Task to complete - Scan each line of the records for the word "vest" and extract the ones that have it.

Records for the exercise -
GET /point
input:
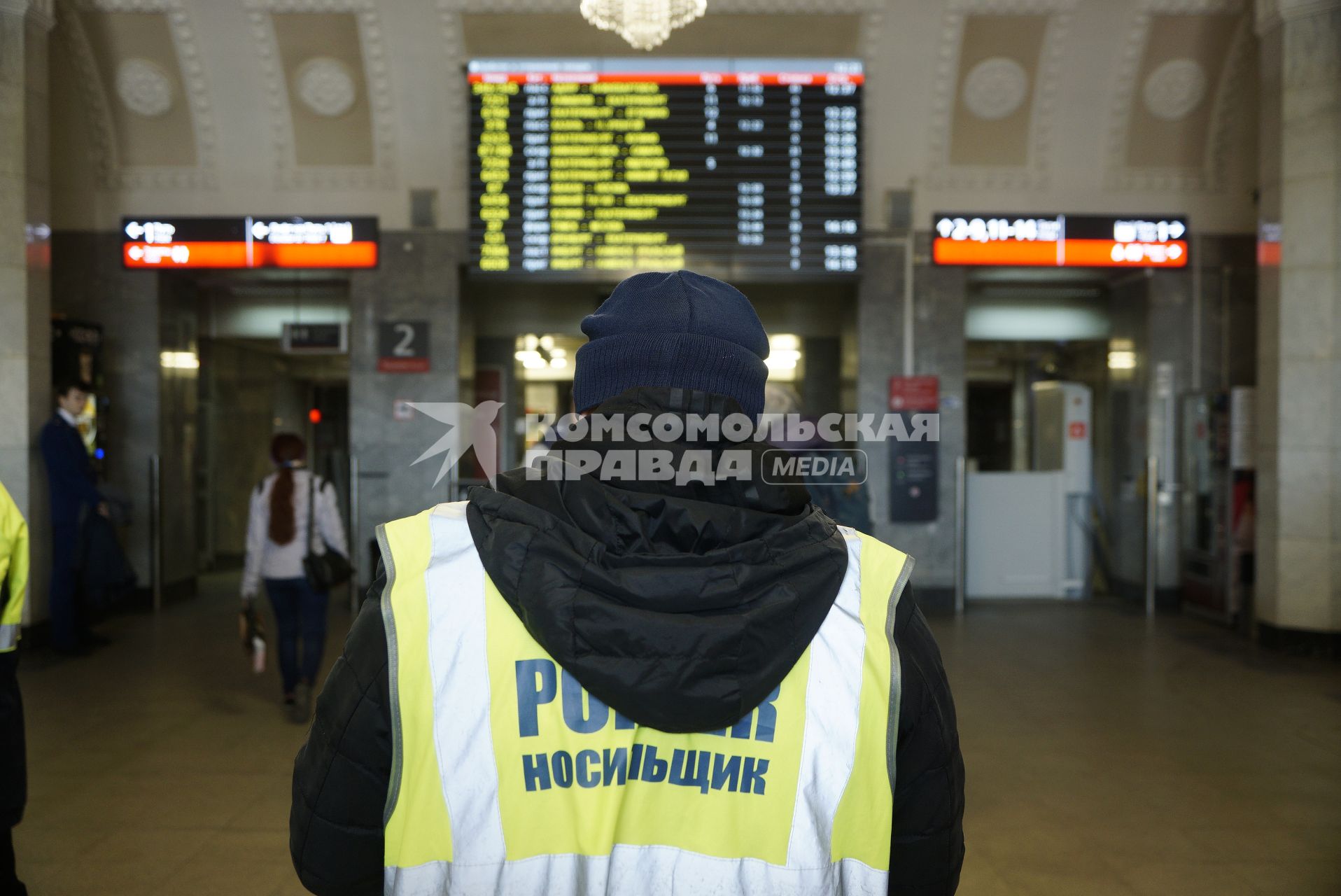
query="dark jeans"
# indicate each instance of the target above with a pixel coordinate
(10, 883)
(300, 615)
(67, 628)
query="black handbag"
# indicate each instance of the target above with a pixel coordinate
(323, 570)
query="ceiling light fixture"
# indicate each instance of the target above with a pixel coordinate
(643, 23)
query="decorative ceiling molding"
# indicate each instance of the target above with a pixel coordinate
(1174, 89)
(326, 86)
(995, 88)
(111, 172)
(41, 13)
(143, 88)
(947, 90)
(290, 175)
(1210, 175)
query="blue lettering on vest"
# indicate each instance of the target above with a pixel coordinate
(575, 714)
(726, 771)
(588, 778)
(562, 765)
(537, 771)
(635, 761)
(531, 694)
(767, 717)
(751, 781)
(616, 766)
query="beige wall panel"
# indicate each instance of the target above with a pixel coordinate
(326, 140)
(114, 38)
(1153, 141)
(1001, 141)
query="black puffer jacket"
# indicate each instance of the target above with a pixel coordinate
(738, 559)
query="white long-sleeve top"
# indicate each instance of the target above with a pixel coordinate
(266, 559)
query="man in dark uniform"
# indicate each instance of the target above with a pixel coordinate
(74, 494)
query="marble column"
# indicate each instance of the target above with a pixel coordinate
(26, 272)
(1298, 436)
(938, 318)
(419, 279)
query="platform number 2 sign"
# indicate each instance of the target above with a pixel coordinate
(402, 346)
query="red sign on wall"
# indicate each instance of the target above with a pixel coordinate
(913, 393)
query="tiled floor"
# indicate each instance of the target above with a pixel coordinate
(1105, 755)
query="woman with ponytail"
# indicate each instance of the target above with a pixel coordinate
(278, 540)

==

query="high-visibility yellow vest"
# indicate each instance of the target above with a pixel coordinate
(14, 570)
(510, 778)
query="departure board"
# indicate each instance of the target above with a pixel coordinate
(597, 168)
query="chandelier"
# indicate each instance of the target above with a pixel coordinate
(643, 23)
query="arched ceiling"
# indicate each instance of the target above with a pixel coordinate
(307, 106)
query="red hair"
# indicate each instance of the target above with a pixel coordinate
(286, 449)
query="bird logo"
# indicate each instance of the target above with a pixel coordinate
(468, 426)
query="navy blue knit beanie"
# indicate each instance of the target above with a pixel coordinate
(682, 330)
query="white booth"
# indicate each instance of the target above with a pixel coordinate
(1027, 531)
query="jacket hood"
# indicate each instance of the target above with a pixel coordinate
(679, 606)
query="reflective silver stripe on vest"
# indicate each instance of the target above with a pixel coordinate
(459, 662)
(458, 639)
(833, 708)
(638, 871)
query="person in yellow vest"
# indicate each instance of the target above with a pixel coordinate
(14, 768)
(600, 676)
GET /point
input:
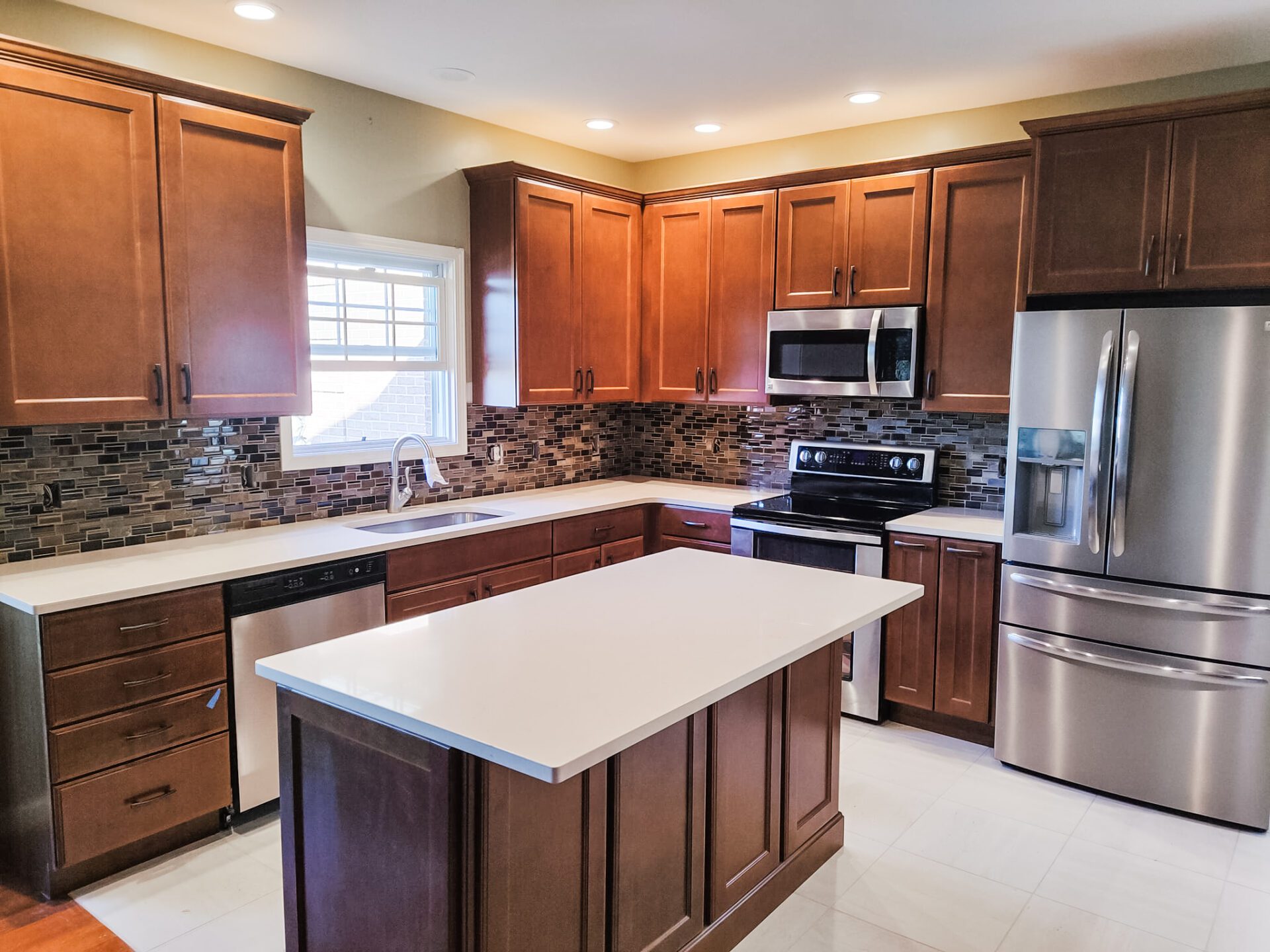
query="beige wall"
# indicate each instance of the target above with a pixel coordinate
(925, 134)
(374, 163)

Exercise result -
query="blue lettering on vest"
query="high-visibility yellow vest"
query="reflective silver stripe on vest"
query="person in yellow vest"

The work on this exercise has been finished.